▸ **Trecho do texto**
==============================

Isso porque, conforme estudo realizado pelo Instituto de Pesquisa Econômica Aplicada (IPEA, 2017) em parceria com o Fórum Brasileiro de Segurança Pública (FBSP, 2017) concluiu-se que houvera um crescimento vertiginoso nos índices de violência em todo o país sendo a região nordeste aquele que apresenta maiores taxas de mortalidade para cada 100 mil habitantes, ao passo que a região sudeste apresenta as menores taxas. Uma coisa é certa, a sensação de medo é geral.

No Brasil, (Reale, 2001), desenvolveu, em meados dos anos de 1940, a sua “Teoria Tridimensional do Direito”. Para ele, o conceito de Direito tem uma estrutura que abrange três dimensões. Nas suas palavras:

O simples fato de existirem várias acepções da palavra Direito já devia ter suscitado uma pergunta, que, todavia, só recentemente veio a ser formulada, isto é: esses significados fundamentais que, através do tempo, têm sido atribuídos a uma mesma palavra, já não revelam que há aspectos ou elementos complementares na experiência jurídica? Uma análise em profundidade dos diversos sentidos da palavra Direito veio demonstrar que eles correspondem a três aspectos básicos, discerníveis em todo e qualquer momento da vida jurídica: um aspecto normativo (o Direito como ordenamento e sua respectiva ciência); um aspecto fático (o Direito como fato, ou em sua efetividade social e histórica) e um aspecto axiológico (o Direito como valor de Justiça). (REALE, 2001, p. 60).

O direito, deste modo, está inserido em um meio mais abrangente, cuja análise não pode ignorar aspectos sociais, históricos, econômicos, de valor entre outros. Assim, para o nascimento da norma jurídica é quase sempre imprescindível a ocorrência de um fato natural causador de impacto social. Tal impacto social somente ocorre porque a sociedade possui alguns valores oriundos de sua história, de sua economia, de sua cultura de modo geral. Somente após a ocorrência do fato e da reação social diante dele é que o legislador percebe a necessidade da elaboração de uma norma jurídica que atenda aos anseios do povo.

Em síntese, para Reale, o direito é fato, valor e norma. Onde o fato social, cada vez mais complexo, exige posturas mais criteriosas na sua valoração e na criação de normas. É, portanto, um mecanismo que tem por objetivo a pacificação social, tendo o Estado - através dos Poderes Legislativo, Executivo e Judiciário - a responsabilidade de concretizar este objetivo. 

Contudo, nem sempre foi assim, isso porque a concepção tripartite de Estado, embora já defendida por Aristóteles, foi solidificada somente no século XVIII por Montesquieu, culminando com as Revoluções Americana (1776) e Francesa (1789).

Hobbes (apud NUNES, 2010), no entanto, afasta a ideia aristotélica de que o homem é um animal político, assim como de sua concepção acerca de uma tendência humana e natural para a sociabilidade, culminando na criação da polis.

==============================

▸ **Exercício escrito**
Dê continuidade ao texto sobre direito, Estado e violência no Brasil, começando logo após a última frase, que trata de Hobbes.

▸ **Registros fornecidos**
==============================

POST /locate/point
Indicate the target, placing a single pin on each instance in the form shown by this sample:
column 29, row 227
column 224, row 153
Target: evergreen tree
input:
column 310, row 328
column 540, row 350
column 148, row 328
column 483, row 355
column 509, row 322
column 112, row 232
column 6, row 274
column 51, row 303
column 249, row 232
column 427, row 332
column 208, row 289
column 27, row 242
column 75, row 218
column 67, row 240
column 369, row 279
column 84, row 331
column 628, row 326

==============================

▸ **Resposta**
Para Hobbes (apud NUNES, 2010, p. 13):

(...) durante o tempo em que os homens vivem sem um poder comum capaz de os manter a todos em respeito, eles se encontram naquela condição a que se chama guerra; e uma guerra que é de todos os homens contra todos os homens (...). Desta guerra de todos os homens contra todos os homens também isto é consequência: que nada pode ser injusto. As noções de bem e de mal, de justiça e injustiça, não podem aí ter lugar. Onde não há poder comum não há lei, e onde não há lei não há injustiça. (...). Outra consequência da mesma condição é que não há propriedade, nem domínio, nem distinção entre o meu e o teu; só pertence a cada homem aquilo que ele é capaz de conseguir, e apenas enquanto for capaz de conservá-lo. É pois esta a miserável condição em que o homem realmente se encontra, por obra da simples natureza. Embora com uma possibilidade de escapar a ela, que em parte reside nas paixões, e em parte em sua razão.

Eis o chamado estado de natureza, onde a liberdade era plena, o direito era exercido pela força e sem qualquer autoridade que impusesse limites – o caos e a desordem eram totais, inviabilizando quaisquer possibilidades de exercício de propriedade privada. É a partir deste contexto que surgira a frase no sentido que o homem é o lobo do homem, momento histórico onde a regra era a guerra mútua, de todos contra todos, de modo que o objetivo era conquistar aquilo que se desejava ou conservar aquilo que se possuía.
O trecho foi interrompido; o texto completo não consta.